## CHALLENGE
Please pull out every line of the records below that contains the word "foreground".

-------- ITEMS

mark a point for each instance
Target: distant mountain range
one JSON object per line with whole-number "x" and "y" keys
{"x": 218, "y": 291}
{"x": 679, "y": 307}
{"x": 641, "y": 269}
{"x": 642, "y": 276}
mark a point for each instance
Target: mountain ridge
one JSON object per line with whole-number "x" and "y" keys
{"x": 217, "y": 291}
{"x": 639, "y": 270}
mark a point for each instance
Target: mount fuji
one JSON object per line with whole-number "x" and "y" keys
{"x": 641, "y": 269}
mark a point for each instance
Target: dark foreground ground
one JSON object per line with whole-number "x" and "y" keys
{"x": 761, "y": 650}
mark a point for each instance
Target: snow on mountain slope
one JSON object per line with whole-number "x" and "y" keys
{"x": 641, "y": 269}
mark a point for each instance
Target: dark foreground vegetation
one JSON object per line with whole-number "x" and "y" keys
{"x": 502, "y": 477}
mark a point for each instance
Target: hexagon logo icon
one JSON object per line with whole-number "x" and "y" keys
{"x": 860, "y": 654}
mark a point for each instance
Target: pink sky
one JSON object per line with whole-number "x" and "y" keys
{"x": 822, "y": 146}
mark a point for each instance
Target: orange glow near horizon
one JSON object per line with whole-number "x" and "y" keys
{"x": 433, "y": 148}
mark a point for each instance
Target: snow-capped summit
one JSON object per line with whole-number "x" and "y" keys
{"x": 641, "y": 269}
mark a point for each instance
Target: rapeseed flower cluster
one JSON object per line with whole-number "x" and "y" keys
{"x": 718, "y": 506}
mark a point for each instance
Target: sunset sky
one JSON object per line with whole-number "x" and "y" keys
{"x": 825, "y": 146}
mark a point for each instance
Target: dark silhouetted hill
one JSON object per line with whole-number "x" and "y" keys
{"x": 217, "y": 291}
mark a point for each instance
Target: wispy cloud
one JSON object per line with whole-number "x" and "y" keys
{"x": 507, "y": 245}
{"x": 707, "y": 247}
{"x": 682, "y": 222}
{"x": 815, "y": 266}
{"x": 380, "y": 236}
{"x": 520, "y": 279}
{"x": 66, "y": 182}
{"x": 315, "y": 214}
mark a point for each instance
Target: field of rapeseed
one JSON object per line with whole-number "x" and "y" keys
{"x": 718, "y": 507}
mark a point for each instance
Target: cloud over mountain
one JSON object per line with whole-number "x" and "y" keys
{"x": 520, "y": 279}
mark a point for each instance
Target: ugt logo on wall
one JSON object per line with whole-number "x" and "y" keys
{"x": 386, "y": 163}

----------------

## SOLVED PROBLEM
Target: dark foreground ground
Target: dark foreground vegetation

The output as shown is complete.